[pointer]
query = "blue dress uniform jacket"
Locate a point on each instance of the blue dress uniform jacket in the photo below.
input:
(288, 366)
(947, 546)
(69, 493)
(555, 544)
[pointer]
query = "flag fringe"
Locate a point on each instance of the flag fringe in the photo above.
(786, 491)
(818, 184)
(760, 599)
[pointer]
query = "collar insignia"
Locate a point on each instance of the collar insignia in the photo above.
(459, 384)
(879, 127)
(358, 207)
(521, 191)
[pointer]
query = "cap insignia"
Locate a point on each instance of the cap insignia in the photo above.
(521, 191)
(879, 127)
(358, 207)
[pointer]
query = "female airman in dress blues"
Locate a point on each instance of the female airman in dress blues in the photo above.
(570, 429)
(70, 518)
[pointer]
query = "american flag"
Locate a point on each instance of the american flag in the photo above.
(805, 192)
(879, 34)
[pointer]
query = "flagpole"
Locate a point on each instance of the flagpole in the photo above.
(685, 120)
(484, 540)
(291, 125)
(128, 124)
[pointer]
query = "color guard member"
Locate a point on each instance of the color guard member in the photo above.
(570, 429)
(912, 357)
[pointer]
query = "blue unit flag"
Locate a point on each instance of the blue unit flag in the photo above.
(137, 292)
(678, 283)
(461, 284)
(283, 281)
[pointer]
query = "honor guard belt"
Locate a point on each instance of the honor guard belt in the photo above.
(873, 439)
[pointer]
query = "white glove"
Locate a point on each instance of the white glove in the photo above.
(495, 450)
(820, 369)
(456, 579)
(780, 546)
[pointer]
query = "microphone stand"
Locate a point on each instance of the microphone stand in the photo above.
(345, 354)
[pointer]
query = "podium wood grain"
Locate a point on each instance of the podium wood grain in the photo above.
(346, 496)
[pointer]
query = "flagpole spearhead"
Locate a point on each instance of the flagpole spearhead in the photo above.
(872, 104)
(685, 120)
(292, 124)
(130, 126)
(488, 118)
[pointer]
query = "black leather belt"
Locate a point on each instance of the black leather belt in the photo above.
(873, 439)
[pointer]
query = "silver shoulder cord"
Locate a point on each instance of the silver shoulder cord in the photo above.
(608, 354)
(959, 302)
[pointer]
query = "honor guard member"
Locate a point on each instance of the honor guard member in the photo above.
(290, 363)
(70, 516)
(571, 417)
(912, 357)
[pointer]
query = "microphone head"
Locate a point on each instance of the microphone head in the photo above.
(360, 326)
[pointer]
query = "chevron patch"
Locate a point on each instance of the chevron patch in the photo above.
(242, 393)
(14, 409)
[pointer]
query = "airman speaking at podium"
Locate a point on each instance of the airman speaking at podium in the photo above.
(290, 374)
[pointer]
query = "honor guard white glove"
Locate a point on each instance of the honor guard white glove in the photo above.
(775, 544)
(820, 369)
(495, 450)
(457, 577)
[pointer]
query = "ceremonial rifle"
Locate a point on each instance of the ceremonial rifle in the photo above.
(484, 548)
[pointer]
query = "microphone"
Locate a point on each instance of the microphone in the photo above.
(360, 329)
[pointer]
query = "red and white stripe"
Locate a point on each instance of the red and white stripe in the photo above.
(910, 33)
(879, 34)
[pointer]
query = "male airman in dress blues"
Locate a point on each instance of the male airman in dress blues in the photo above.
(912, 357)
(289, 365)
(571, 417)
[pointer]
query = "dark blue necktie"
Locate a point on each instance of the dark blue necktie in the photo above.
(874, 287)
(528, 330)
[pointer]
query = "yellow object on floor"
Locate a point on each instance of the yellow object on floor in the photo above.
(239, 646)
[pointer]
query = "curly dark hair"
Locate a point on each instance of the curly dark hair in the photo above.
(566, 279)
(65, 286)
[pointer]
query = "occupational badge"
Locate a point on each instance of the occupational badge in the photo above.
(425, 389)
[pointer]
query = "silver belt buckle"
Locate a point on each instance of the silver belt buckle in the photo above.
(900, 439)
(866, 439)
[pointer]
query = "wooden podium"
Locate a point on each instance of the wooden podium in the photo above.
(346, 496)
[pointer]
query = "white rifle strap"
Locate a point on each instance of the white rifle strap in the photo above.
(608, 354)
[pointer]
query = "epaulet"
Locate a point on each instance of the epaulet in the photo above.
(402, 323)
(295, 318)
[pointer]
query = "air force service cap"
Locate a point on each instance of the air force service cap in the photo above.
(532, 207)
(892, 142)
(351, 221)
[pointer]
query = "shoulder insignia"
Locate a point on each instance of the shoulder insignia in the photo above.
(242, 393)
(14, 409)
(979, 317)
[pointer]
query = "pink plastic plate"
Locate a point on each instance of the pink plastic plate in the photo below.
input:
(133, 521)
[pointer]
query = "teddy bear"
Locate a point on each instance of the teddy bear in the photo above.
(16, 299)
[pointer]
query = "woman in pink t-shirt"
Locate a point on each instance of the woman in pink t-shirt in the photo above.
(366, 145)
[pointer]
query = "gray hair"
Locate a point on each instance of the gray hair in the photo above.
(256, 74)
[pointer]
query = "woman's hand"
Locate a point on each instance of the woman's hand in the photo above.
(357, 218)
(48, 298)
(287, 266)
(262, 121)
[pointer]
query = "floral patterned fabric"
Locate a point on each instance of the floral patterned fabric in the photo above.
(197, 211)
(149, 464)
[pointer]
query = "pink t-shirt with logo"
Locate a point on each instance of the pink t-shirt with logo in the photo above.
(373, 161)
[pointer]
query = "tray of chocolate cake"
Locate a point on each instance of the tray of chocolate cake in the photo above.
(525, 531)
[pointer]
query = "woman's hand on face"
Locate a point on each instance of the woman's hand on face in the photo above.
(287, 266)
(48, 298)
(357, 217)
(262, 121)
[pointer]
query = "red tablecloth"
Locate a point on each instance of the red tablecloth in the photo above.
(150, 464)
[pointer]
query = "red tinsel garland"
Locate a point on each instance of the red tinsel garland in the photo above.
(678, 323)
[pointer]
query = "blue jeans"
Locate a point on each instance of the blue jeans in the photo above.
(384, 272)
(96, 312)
___
• WORK REQUIRED: A single number is needed: the count of lines in the records that include "below".

• OUTPUT FOR THIS TASK: 2